• _DATA SUPPLIED_
- - - - -
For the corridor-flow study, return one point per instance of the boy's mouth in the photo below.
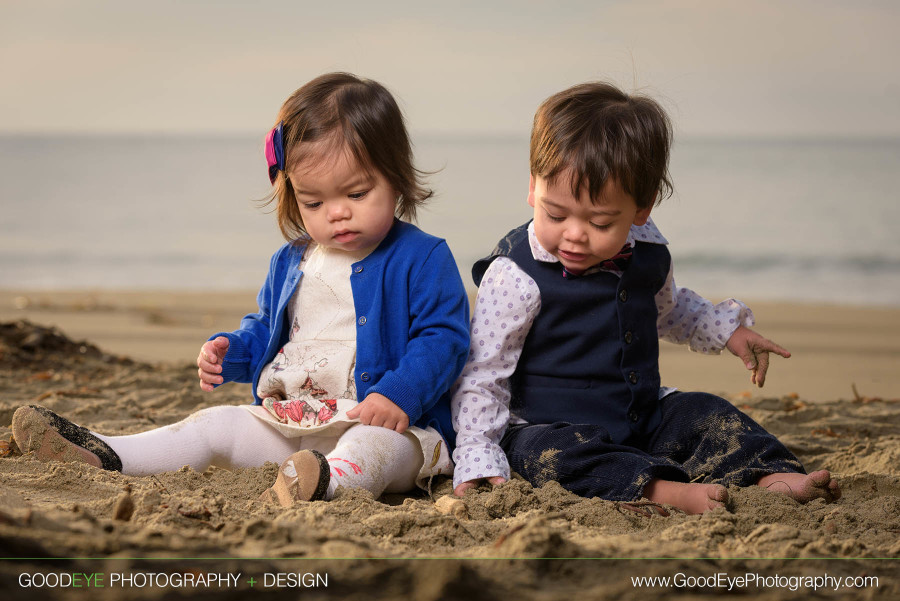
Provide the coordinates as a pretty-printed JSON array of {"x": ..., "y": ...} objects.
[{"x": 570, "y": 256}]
- - - - -
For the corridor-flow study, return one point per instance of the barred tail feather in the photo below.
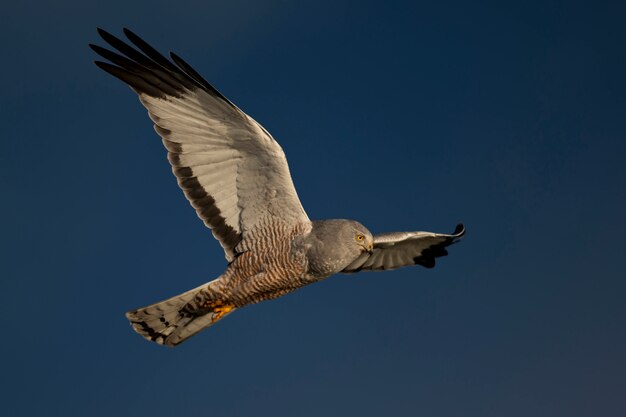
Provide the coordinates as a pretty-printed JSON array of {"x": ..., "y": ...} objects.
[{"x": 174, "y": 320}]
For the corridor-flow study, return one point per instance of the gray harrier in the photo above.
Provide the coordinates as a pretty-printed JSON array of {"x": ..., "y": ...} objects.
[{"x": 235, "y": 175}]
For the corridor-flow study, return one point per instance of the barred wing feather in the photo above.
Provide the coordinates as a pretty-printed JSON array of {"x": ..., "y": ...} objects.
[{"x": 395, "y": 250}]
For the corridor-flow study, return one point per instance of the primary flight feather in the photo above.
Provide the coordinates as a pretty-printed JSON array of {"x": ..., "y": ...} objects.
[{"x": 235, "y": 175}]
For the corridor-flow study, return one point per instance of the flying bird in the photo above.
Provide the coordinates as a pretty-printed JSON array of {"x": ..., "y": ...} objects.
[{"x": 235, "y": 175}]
- - - - -
• _WHAT TO DO_
Search the material above for the string "point", and copy every line in which it turns up.

• _RESULT OF THIS EXERCISE_
For the corridor-flow study, return one point per instance of the boy's mouth in the photo below.
For the corridor-flow study, return one point per instance of the barred tail feather in the photo below.
For the corridor-flow study, return one point per instance of the gray harrier in the photo above.
For the corridor-flow study, return one point per instance of the barred wing feather in the photo above.
For the corridor-flow study, return one point per instance of the primary flight feather in the photo above.
For the corridor-flow study, return one point per instance of the flying bird in the photo above.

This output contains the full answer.